## STORED ROWS:
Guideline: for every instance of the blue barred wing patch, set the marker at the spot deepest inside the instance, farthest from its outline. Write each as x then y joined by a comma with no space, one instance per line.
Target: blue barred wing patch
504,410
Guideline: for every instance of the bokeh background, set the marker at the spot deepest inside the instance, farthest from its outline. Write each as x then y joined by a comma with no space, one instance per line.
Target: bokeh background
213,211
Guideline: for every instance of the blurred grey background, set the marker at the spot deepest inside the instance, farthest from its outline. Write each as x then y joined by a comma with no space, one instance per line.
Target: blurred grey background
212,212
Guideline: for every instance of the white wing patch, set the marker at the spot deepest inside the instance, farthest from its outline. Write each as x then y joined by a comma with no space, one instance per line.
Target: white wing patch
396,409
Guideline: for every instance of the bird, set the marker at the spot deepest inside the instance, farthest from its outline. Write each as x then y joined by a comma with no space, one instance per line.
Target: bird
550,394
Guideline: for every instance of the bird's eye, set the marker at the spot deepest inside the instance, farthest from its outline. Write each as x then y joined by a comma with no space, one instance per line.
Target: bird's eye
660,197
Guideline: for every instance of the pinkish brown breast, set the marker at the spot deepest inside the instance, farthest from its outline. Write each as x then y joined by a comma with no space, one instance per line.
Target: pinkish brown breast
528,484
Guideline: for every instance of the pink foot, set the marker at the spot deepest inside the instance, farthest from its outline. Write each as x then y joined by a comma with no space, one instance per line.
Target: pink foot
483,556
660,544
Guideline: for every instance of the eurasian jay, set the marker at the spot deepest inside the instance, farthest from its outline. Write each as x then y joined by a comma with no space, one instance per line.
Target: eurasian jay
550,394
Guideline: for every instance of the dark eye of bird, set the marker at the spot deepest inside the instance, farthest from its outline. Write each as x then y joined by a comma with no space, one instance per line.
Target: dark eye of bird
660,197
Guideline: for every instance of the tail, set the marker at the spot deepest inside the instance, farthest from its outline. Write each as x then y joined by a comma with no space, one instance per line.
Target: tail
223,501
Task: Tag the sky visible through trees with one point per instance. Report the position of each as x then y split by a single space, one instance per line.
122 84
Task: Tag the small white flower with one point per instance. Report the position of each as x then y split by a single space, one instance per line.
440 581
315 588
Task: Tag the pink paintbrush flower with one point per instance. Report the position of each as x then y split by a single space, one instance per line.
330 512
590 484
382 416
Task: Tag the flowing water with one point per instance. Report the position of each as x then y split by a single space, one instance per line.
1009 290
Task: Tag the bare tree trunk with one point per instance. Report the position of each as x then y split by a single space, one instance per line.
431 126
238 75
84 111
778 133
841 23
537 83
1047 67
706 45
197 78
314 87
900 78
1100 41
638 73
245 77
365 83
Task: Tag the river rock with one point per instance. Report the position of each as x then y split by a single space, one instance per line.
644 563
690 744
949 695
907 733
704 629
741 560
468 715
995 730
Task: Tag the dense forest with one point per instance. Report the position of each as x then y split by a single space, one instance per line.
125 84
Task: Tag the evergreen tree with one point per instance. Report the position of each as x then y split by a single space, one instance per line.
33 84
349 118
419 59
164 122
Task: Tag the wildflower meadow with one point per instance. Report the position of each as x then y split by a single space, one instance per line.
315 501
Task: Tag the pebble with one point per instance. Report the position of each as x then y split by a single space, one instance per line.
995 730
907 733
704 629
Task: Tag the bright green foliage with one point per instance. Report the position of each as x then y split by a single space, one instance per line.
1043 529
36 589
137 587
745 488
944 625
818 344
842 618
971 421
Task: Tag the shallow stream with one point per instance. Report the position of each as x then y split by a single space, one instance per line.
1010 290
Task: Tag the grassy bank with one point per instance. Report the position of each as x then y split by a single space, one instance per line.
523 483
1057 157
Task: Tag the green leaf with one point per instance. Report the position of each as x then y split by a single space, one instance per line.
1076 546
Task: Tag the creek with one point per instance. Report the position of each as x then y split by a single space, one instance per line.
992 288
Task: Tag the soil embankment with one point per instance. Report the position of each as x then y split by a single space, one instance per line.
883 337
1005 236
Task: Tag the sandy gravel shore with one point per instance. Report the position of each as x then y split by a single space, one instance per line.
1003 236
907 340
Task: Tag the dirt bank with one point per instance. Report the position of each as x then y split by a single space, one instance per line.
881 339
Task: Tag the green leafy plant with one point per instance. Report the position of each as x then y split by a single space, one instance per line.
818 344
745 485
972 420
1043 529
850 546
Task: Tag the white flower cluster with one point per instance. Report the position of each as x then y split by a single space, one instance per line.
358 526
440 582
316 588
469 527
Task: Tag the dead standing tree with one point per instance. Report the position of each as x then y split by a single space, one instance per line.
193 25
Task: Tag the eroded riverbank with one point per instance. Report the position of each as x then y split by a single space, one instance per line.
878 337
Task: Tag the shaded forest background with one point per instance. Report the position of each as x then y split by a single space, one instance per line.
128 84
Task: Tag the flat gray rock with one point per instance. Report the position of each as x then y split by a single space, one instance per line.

## EXERCISE BRIEF:
Everything from the line with "Task: Tag the dirt" through the last line of the material above should be echoed exactly, and nothing else.

## FINAL ANSWER:
Task: Tag the dirt bank with one point per instance. Report the position of each as x then y split by a single space, one instance per line.
881 339
Task: Tag the green leafy plant with one point per instance. Report the position of each as x then y split by a single space, one instance per line.
818 344
745 485
972 420
1043 529
850 546
Task: Tag the white flower cluster with one point per instance. Report the position of each as x then y split by a single space, one instance per line.
358 526
440 582
316 588
469 527
Task: Tag the dead standing tree with one point per instance. Report the position of each as x then y split by a single space, one instance per line.
193 25
Task: Tag the eroded riverbank with one point per instance. Report the position of each as x then y split by a single space, one instance per line.
878 337
Task: Tag the shaded forest background with one point per instance. Report the position of each as x then y split by a single space, one instance per line.
128 84
Task: Tag the flat gray rock with one point per instance. Report the position of each as x then y split by a single space, one instance per line.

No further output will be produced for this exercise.